People who are injured or sick will need to be treated before anything else, she said.
After the battle is over there would be a massive crime scene too large to cordon off with yellow police tape. But after investigators do their part, it’s time for the public works crews and their excavation equipment, the civil engineers with their computer models, and the accountants and their spreadsheets.
“I think if you did have a superhero battle in the middle of our county, you’d likely have buildings that are damaged like in an earthquake,” Crawford said. “You’d need to have people to inspect those buildings to make sure that the structural integrity was maintained. You’d have to have debris removal. You’d have to have structures set up for people to get out of the way of the battling superheroes. You’d have to have donations management because people in California and others states would want to assist us.”
These workers are going to earn a lot of overtime. In 2012, the Hollywood Reporter spoke with disaster-expense modeling firm Kinetic Analysis Corp. and found that all the destruction shown in “The Avengers” movie would cost about $160 billion in combined physical damage and lost economic activity. The 9/11 terrorist attack cost about $83 billion, and Hurricane Katrina cost $90 billion, and the 2011 tsunami in Japan totaled about $112 billion.
The bulk of the bill would likely not be paid locally.
“You have the federal government and hopefully they’re responsive and get past any partisanship,” said California Treasurer John Chiang, another panelist. “Then you’ll have the state and local governments making their own contributions. And you have the Red Cross and other philanthropic organizations.”

[List of tasks]
1. Translate this sentence from the passage on superhero-battle recovery into Spanish: "The bulk of the bill would likely not be paid locally."
2. Pick up the passage on superhero-battle recovery after its final sentence and continue it.
The data are not needed for this work.

[Extracted records]
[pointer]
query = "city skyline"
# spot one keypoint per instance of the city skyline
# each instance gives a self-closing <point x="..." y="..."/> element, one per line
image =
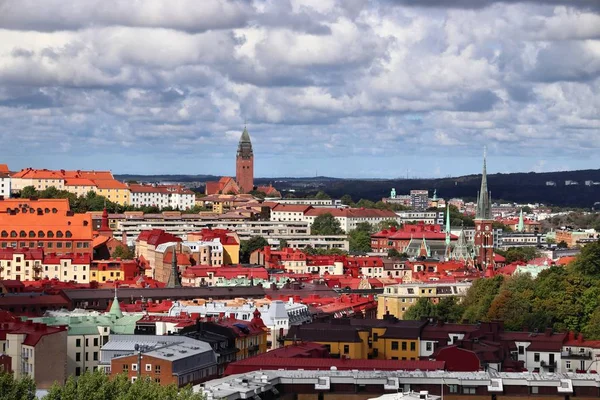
<point x="335" y="88"/>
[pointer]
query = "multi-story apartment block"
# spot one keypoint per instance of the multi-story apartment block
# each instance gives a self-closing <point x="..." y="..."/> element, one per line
<point x="161" y="196"/>
<point x="5" y="181"/>
<point x="32" y="264"/>
<point x="419" y="199"/>
<point x="88" y="332"/>
<point x="426" y="217"/>
<point x="46" y="224"/>
<point x="397" y="299"/>
<point x="348" y="218"/>
<point x="34" y="349"/>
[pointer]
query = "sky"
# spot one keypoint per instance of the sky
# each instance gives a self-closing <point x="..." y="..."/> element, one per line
<point x="344" y="88"/>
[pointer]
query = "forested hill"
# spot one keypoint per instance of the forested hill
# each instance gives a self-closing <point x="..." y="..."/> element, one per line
<point x="518" y="187"/>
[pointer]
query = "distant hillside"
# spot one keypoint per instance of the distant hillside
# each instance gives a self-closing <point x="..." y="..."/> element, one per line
<point x="518" y="187"/>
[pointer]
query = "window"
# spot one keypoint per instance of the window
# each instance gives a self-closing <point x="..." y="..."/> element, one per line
<point x="469" y="390"/>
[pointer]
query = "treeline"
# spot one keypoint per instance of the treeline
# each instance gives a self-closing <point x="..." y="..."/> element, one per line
<point x="95" y="386"/>
<point x="562" y="298"/>
<point x="92" y="201"/>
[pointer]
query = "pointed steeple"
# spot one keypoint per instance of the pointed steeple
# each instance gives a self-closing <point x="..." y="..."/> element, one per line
<point x="173" y="281"/>
<point x="115" y="307"/>
<point x="484" y="201"/>
<point x="521" y="226"/>
<point x="448" y="225"/>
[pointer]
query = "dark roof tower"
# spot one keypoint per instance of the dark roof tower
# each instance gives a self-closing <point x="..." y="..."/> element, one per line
<point x="484" y="200"/>
<point x="245" y="145"/>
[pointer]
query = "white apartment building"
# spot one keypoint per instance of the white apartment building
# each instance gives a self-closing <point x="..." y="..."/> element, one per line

[Answers to the problems]
1. Probablemente la mayor parte de la factura no se pagaría a nivel local.

2.
Legislators would need to decide if they should create a new tax or fees or borrow money. It’s a slow process, but could be necessary, Chiang said.
On the plus side, there would be a spike in cleanup and construction work, Sanchez said.
And cities could rebuild from a bare canvas.
“In the event that the Incredible Hulk were to go and destroy a city and you had to rebuild it, it would be an amazing opportunity to build the transit lines and the infrastructure and the buildings as you want it,” said former San Diego Assemblyman Nathan Fletcher, now a candidate for county supervisor.
New infrastructure and upgrades are generally designed around existing facilities, sometimes at the cost of functionality. But if everything needed to be built all at once, that limit no longer exists.
“If you can start from scratch, you could bring in the most modern, high-speed systems,” Fletcher said.
Long-term projects that are already planned might be expedited since there is a clearer need. It could be prime time to create another desalination plant to provide the region with a stable supply of water, or to overhaul the rail and highway networks to alleviate beach traffic, or add a pedestrian walkway underneath the Coronado Bridge. The region could be modernized in a series of months, maybe years, rather than decades.
It’s happened before; it took 74 days to rebuild two sections of the Santa Monica Freeway, and less than three months to fix bridges on Interstate 5 after the 1994 Northridge Earthquake.
It would also change the sense of community, and disasters tend to bind people together.
“That’s obviously where the true character and value of folks come out,” Alvarez said. “San Diego has proven to do that with wildfires, and the rest of our country has done that in the past. We find ways to rebuild and find ways to put us back on the map and on our way back to success and prosperity.”
It’s not a new concept, Fletcher said. In Britain, immediately after the German bombings in World War II, people felt like they were dependent on their neighbors and needed to trust each other. It caused a decline in some mental health issues.
“You have this incredible sense of community where people really band together,” Fletcher said.”You really see the best of a community come out in these disasters.”
If a city has to clean up millions of tons of melted marshmallow, or patch itself together after a villain causes an earthquake, that type of cohesion might be necessary.